原文抜粋:
● ● ● ● ● ● ●

本作において吉川はBOØWY所属の布袋寅泰をギタリストとして起用[16]。吉川が初めて布袋と会ったのは1985年頃であり、ギタリストである友人の鈴木賢司が六本木のレコーディング・スタジオに連れてきたのが初顔合わせとなった[18]。布袋は差し入れとしてバーボン・ウイスキーを持参し、吉川は布袋に対して「気が利く人だなと思ったのと、デカッ! っていうのが第一印象」と述べた他、自身より長身の人物にあまり会ったことがない吉川は「上を向いてしゃべるのがちょっと気に喰わなかった」と述べている[18]。その後布袋は度々スタジオを訪れるようになり、複数回のセッションを経て「ちょっとギター、弾いてみる?」と吉川が提案したことから本作への参加が決定した[18]。しかし他の手練れのスタジオ・ミュージシャンの中において布袋は浮いた存在であり、またテンション・コードを多用する後藤の音楽性は布袋のギター・ワークとは全く異なるものであった[16]。後藤の演奏するベースの音には並大抵のギター演奏では対抗できないため、布袋はギターのコードブックまで持ち込んでいたという[16]。吉川はそれが功を奏したと述べており、布袋のギター演奏を「ガキガキしちゃって、ゴリゴリしちゃって」と例えた上で絶賛している[16]。当時の吉川はテレビ出演を極力減らしてコンサートツアーを主体にしていく土台が出来上がった頃であると述べた上で、トータルで自身の色を表現できた初めての作品が本作であると述べている[16]。歌入れに関して吉川は「アクセント状態からはほぼ抜け出てるんじゃないかな」と述べ、当時は吉川自身の意思により一貫して感情を表に出さない歌い方をしていたとも述べている[16]。
吉川は1993年の時点で本作を「今まで出したアルバムの中で一番か二番ってくらい好きなアルバム」と述べており、また本作リリース以降でファン層が著しく変化したことについて「一、二枚目を聴いている人は、こんなの聴かないよね」とも述べている[16]。当時の吉川は「自分の許容範囲でそろそろ自分を動かしていきたい」との思いがあり、デビュー・アルバムの売り上げ枚数が30万枚程度であったが、その売り上げを半分に落としても自身の行動力を増加させたいと考えていた[16]。売り上げ枚数が大きいほど周囲の人物から口を出されることから、売れなくなることで所属事務所を退所できると考え、正攻法から外れた行為ばかりを行っていたと後に述懐している[16]。

● ● ● ● ● ● ●

上の原文抜粋のうち、「本作において吉川はBOØWY」から「いたとも述べている[16]。」までを一字一句変えずに書き写すこと。

対象データ:
● ● ● ● ● ● ●

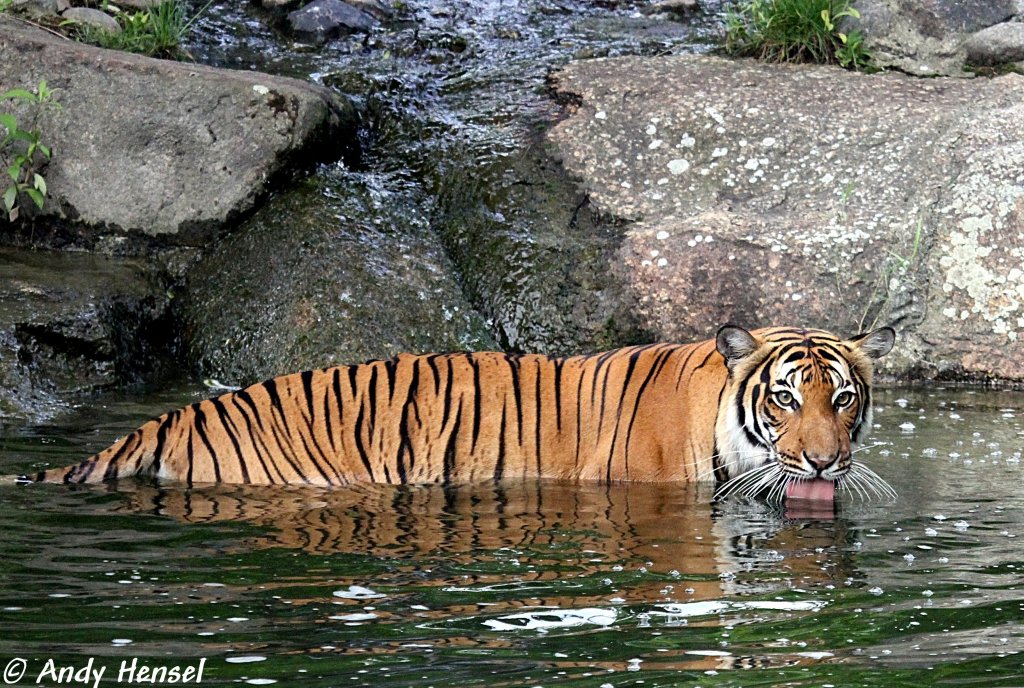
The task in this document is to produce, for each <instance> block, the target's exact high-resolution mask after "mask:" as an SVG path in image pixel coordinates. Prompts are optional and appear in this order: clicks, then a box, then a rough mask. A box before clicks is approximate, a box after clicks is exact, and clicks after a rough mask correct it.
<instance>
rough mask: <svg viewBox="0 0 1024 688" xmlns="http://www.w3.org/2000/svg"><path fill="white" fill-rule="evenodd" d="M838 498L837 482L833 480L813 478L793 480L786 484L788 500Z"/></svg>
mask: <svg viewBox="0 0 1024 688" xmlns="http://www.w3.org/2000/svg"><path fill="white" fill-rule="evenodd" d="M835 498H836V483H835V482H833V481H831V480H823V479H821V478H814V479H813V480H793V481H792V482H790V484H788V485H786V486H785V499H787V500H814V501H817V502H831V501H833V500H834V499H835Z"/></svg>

● ● ● ● ● ● ●

演習解答:
本作において吉川はBOØWY所属の布袋寅泰をギタリストとして起用[16]。吉川が初めて布袋と会ったのは1985年頃であり、ギタリストである友人の鈴木賢司が六本木のレコーディング・スタジオに連れてきたのが初顔合わせとなった[18]。布袋は差し入れとしてバーボン・ウイスキーを持参し、吉川は布袋に対して「気が利く人だなと思ったのと、デカッ! っていうのが第一印象」と述べた他、自身より長身の人物にあまり会ったことがない吉川は「上を向いてしゃべるのがちょっと気に喰わなかった」と述べている[18]。その後布袋は度々スタジオを訪れるようになり、複数回のセッションを経て「ちょっとギター、弾いてみる?」と吉川が提案したことから本作への参加が決定した[18]。しかし他の手練れのスタジオ・ミュージシャンの中において布袋は浮いた存在であり、またテンション・コードを多用する後藤の音楽性は布袋のギター・ワークとは全く異なるものであった[16]。後藤の演奏するベースの音には並大抵のギター演奏では対抗できないため、布袋はギターのコードブックまで持ち込んでいたという[16]。吉川はそれが功を奏したと述べており、布袋のギター演奏を「ガキガキしちゃって、ゴリゴリしちゃって」と例えた上で絶賛している[16]。当時の吉川はテレビ出演を極力減らしてコンサートツアーを主体にしていく土台が出来上がった頃であると述べた上で、トータルで自身の色を表現できた初めての作品が本作であると述べている[16]。歌入れに関して吉川は「アクセント状態からはほぼ抜け出てるんじゃないかな」と述べ、当時は吉川自身の意思により一貫して感情を表に出さない歌い方をしていたとも述べている[16]。